Outline records for named regions:
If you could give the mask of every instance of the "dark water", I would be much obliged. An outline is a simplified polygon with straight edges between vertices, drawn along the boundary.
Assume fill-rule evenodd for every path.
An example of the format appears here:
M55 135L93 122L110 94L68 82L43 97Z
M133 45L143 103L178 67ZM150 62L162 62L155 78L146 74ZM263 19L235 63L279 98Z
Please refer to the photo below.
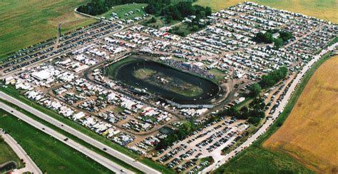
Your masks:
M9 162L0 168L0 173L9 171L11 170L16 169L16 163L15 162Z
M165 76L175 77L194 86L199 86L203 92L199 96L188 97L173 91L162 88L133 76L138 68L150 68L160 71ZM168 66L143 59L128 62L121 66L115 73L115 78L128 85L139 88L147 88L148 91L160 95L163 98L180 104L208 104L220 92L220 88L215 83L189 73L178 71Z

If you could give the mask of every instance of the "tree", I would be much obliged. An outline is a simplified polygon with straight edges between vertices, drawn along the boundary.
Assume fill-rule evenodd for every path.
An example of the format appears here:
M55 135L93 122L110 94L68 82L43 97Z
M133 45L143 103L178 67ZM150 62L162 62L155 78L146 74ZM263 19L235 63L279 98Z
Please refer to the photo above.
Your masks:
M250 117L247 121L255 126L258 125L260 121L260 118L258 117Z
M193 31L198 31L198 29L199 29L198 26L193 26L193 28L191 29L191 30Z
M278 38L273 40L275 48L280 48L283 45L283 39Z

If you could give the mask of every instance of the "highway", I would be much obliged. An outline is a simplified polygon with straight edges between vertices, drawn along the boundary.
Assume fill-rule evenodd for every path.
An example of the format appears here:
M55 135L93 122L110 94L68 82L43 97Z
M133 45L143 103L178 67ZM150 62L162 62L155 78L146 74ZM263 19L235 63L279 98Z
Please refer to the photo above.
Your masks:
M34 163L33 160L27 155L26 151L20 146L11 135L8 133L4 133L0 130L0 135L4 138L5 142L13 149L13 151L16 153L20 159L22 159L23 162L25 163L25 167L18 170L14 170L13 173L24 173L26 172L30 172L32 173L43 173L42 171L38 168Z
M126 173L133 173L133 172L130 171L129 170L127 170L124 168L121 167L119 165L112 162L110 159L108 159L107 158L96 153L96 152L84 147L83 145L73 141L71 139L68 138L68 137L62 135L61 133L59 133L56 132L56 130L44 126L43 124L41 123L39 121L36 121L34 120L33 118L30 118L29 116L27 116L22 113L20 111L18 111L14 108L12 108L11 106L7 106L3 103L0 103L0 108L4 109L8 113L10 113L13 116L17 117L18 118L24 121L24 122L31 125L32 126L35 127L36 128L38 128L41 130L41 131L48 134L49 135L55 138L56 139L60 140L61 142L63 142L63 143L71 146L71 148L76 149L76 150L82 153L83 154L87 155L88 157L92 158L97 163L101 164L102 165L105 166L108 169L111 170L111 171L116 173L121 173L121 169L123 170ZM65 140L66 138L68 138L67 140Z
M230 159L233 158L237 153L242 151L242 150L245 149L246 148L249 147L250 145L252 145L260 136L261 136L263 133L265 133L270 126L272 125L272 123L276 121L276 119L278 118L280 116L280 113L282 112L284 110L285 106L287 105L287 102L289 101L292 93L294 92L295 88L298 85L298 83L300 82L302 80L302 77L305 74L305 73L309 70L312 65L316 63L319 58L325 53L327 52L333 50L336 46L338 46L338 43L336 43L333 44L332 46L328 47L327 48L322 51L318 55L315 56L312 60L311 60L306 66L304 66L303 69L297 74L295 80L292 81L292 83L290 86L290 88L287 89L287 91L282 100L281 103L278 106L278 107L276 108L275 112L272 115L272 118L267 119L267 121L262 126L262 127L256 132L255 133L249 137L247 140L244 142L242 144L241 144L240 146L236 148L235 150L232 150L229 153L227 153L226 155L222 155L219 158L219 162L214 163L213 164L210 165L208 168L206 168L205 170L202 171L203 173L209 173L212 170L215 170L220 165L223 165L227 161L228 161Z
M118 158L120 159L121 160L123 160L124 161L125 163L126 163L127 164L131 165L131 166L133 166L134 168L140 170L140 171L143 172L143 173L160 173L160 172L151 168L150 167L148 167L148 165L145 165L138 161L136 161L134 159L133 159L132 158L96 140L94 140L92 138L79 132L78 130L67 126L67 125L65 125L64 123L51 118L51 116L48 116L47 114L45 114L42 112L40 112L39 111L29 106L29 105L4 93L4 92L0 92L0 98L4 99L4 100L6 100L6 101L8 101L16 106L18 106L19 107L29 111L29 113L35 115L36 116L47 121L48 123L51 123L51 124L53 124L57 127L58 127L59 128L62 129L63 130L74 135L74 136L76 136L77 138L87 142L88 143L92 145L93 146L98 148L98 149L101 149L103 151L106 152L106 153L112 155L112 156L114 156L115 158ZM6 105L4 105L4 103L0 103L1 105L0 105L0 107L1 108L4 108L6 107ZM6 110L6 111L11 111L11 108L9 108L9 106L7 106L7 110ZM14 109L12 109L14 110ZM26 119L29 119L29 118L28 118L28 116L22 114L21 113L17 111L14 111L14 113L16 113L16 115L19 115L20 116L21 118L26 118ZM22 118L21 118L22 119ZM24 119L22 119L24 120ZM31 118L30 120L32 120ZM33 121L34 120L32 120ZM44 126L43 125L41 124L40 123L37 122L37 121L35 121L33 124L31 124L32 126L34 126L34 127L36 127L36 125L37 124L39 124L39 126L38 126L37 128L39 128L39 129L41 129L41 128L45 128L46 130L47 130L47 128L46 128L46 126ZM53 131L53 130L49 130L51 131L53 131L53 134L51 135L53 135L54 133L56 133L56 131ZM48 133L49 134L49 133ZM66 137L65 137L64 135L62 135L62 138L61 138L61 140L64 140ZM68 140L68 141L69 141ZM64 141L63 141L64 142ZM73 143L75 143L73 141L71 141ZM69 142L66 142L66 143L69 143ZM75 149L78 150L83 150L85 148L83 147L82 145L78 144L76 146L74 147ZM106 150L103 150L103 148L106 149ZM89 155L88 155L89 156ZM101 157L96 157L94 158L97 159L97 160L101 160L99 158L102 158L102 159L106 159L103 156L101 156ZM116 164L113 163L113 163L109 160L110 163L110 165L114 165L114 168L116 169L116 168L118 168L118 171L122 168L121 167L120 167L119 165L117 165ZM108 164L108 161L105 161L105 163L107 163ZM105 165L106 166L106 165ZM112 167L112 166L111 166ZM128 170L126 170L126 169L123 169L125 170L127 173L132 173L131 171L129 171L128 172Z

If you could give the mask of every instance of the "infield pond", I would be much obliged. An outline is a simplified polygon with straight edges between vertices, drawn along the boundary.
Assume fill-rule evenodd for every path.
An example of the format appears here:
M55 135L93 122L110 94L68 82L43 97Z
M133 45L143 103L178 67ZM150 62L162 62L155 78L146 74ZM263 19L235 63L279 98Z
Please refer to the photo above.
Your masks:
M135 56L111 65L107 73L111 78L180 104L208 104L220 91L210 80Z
* * *
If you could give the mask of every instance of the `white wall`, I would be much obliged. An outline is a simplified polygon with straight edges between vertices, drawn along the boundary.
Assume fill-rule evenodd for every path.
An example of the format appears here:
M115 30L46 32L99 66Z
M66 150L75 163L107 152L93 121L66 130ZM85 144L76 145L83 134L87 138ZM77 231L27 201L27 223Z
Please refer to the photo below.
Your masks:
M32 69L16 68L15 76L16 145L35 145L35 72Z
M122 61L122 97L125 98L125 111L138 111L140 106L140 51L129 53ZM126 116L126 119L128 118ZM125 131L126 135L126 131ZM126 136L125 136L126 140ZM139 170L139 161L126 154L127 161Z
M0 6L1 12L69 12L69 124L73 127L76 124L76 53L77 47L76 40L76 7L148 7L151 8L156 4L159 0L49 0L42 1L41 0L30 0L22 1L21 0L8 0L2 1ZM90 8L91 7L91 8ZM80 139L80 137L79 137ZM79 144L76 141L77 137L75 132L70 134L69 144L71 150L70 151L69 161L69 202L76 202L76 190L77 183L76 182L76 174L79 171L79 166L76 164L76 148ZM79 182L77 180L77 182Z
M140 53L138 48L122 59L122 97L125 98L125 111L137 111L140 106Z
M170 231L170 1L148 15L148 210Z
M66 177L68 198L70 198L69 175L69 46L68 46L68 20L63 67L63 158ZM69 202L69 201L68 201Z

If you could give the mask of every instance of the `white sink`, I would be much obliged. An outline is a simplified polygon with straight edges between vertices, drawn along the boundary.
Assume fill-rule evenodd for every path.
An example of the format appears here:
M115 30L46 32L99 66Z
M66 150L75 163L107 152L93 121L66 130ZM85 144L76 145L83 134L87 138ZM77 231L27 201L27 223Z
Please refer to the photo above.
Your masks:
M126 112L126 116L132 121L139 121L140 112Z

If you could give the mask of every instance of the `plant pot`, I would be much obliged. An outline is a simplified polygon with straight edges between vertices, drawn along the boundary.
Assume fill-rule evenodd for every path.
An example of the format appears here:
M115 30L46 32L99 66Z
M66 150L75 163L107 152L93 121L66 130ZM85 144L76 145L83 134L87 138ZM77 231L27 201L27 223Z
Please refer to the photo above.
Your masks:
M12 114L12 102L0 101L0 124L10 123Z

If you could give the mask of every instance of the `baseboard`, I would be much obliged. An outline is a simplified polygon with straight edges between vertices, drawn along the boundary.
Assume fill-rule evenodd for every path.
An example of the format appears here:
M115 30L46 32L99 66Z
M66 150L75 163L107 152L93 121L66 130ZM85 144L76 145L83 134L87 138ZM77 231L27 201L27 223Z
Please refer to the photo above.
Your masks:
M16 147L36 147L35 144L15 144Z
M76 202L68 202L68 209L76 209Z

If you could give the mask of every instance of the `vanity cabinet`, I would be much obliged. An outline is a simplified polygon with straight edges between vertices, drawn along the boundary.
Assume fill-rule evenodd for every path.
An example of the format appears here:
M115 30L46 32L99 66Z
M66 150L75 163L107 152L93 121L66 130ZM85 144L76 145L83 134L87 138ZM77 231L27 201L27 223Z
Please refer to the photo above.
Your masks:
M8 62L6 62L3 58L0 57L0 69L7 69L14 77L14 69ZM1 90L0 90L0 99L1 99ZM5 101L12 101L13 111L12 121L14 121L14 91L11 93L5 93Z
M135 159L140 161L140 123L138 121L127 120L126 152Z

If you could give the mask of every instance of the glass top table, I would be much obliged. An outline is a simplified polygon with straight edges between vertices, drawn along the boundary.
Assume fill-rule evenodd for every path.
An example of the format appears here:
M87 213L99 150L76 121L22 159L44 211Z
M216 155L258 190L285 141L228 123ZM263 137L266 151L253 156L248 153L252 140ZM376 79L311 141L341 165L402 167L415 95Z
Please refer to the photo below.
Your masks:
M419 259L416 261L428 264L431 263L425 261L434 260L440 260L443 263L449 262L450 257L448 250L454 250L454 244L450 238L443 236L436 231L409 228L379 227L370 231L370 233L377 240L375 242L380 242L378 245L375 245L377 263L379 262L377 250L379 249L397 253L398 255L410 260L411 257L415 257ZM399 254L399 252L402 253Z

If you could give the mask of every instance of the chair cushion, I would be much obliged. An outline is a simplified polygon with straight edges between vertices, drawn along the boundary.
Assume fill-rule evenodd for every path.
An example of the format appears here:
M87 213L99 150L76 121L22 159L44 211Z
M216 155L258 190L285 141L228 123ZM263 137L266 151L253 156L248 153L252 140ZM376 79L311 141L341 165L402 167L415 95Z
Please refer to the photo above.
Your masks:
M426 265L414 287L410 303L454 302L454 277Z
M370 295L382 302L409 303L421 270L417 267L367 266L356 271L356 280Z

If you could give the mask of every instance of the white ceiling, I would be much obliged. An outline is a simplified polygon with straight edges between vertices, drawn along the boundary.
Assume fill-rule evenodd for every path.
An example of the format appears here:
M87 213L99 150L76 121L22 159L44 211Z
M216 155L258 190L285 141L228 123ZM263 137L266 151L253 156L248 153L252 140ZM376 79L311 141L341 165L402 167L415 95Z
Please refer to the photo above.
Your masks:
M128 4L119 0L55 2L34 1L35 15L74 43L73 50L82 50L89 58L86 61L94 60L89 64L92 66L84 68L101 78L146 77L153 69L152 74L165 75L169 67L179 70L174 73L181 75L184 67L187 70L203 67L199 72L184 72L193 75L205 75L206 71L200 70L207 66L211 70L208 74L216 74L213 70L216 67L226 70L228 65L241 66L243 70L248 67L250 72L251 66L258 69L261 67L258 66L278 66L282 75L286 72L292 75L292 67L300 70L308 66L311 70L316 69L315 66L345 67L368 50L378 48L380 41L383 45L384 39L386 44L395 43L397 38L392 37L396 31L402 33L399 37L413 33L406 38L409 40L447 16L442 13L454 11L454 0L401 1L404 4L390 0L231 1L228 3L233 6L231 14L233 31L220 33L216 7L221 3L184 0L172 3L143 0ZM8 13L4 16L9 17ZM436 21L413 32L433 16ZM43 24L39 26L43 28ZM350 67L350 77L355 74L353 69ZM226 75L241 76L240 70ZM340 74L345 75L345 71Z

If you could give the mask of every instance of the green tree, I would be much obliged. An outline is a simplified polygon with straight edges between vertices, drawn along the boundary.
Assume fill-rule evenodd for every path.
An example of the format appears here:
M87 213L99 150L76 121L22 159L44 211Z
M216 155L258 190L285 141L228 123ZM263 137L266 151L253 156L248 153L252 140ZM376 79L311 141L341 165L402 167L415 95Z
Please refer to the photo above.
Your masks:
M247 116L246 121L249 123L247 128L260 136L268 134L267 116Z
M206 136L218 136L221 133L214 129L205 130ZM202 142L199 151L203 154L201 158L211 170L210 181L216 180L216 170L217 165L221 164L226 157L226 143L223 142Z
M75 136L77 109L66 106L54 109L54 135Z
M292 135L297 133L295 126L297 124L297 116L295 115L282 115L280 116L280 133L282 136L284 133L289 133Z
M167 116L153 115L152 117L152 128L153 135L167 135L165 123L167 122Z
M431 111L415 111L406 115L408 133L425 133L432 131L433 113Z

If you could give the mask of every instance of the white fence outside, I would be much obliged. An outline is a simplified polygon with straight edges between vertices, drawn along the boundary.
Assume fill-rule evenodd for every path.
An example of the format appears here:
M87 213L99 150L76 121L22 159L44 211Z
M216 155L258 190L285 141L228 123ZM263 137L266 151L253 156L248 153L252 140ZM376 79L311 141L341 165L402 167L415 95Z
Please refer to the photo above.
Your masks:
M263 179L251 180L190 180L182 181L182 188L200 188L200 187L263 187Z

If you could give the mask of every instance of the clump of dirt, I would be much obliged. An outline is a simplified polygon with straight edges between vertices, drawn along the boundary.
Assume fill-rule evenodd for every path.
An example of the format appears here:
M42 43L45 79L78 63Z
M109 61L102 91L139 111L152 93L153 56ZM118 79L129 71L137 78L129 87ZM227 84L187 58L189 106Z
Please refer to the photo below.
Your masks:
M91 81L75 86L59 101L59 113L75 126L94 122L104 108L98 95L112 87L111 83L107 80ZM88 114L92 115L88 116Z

Task goal: Report each line of the entries above that contains the string "white", copying every such line in full. Count a line only if its letters match that string in case.

Response to the task:
If you could give the mask of every instance of the `white wall`, I would be much obliged. An outline is a simplified polygon with straight edges between vertices, drawn along the boundary.
If you could give the mask of every instance of the `white sink`, I would be much obliged. An outline is a simplified polygon with straight edges between vertices, drawn along the boundary.
If you could give the mask of every instance of the white ceiling, I would be much obliged. An outline is a simplified polygon with straight edges between vertices, drawn along the boundary.
If you could give the mask of every instance of the white fence outside, I would be much obliged. An outline is a simplified polygon with straight edges between vertices, drawn along the boundary.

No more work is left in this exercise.